** THINGS TO DO **
**a.** Rewrite the passage of the book review that begins with "Through Paul Theroux's" and ends after "and local color.", changing "railway experiences" to "train journeys".
**b.** Return each line of the records that contains the string "bicycle".

** GIVEN TEXT **
--

Through Paul Theroux's long and varied career as a writer, he has shown himself to be an acute observer of foreign cultures. Whether he is recording his railway experiences everywhere from England to Asia, or exploring, through fiction, the lives of characters who find themselves for personal or professional reasons in cultures not their own, Theroux never shies from strong opinions and often provides his readers with rare insights and local color.

Kowloon Tong, subtitled “A Novel of Hong Kong,” is no exception. Set on the eve of the handover of Hong Kong by the British back to the Chinese, it explores the cultural zeitgeist of British settlers living a life that is more British than the one being lived back home and the Chinese who are ready to reclaim what they believe is rightfully theirs.

While the premise of the novel is intriguing, it is difficult to imagine a more disagreeable cast of characters. Neville “Bunt” Mullard's family has been in Hong Kong for a generation, co-owners with a local Chinese man of a factory that produces stitched insignias. Mullard is a mother-obsessed drudge who fears change but ultimately comes to embrace one of his Chinese workers as his one chance at salvation. His mother, a racist at heart and greedy to boot, is only too happy to sell their family business to the mysterious Mr. Hung, who is also, perhaps, a murderer. The unfolding of the plot does not involve much in the way of suspense. Instead, the reader sees more and more, often repeated, evidence of how the British residents have failed to understand the Chinese (mainly by willfully ignoring them in favor of preserving their own imported culture) and how the Chinese have assimilated the British only to the extent that they could take advantage of them. Regardless of Deng Xiaoping's pledge that life will go on as before, life in China will clearly be different. It is hard to imagine, though, that it will be particularly worse or better, all things considered, than the life portrayed here. As Bunt himself thinks, “Hong Kong was just an anthill with a Union Jack flying over it. The flag was changing but Hong Kong would remain an anthill.”

It is difficult not to read this novel as an allegory of life in Hong Kong under British rule, and not just because of the subtitle. In the end, the “selfish and sneering and greedy and spineless” British come off looking like dull, narrow-minded opportunists, whereas the Chinese, though “always out of focus and the nearer you got to them, the harder they were to see,” seem infinitely more human while not completely trustworthy. As involving as this message may sound in summary, the book itself is often repetitious and almost unrelievedly dreary. In the end, Theroux's eye for exotic detail is Kowloon Tong's central saving grace.

--

** SOURCE MATERIAL **
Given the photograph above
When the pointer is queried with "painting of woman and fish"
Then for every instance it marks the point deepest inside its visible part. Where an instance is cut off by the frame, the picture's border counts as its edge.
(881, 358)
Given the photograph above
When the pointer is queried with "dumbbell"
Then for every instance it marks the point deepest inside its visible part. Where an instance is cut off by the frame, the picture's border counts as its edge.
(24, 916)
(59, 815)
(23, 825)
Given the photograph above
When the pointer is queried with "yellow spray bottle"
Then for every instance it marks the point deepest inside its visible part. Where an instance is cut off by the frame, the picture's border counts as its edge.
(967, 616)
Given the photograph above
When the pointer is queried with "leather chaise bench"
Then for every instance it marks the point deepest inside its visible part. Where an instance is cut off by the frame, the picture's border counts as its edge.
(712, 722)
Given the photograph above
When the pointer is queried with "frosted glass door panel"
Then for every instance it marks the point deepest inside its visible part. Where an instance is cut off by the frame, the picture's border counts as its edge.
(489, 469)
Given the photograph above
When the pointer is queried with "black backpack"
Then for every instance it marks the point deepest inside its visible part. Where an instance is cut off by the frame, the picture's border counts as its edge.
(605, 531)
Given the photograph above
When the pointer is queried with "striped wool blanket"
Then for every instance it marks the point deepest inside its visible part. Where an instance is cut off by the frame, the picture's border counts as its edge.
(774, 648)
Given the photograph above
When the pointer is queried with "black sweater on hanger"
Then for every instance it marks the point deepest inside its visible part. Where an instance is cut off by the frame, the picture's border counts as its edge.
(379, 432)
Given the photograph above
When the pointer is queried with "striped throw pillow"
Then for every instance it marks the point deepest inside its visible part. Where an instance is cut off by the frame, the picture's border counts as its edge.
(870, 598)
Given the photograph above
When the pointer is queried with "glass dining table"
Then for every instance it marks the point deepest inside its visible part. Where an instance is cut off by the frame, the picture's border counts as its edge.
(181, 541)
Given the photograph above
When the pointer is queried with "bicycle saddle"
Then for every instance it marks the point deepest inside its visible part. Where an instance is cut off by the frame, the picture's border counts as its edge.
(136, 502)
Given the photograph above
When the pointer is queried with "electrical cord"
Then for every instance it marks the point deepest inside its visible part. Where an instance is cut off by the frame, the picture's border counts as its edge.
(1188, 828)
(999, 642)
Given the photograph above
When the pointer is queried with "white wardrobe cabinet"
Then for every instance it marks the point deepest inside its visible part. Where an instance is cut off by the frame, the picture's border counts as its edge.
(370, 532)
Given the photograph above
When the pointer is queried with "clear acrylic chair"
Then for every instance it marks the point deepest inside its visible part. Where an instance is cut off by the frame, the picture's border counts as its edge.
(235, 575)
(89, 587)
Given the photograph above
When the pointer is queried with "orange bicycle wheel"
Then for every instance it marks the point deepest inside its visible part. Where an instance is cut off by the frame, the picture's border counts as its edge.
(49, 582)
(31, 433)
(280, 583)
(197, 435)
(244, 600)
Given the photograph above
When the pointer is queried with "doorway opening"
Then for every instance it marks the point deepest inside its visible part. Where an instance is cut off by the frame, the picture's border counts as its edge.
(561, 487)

--

** EXPECTED ANSWERS **
**a.**
Through Paul Theroux's long and varied career as a writer, he has shown himself to be an acute observer of foreign cultures. Whether he is recording his train journeys everywhere from England to Asia, or exploring, through fiction, the lives of characters who find themselves for personal or professional reasons in cultures not their own, Theroux never shies from strong opinions and often provides his readers with rare insights and local color.

**b.**
When the pointer is queried with "bicycle saddle"
When the pointer is queried with "orange bicycle wheel"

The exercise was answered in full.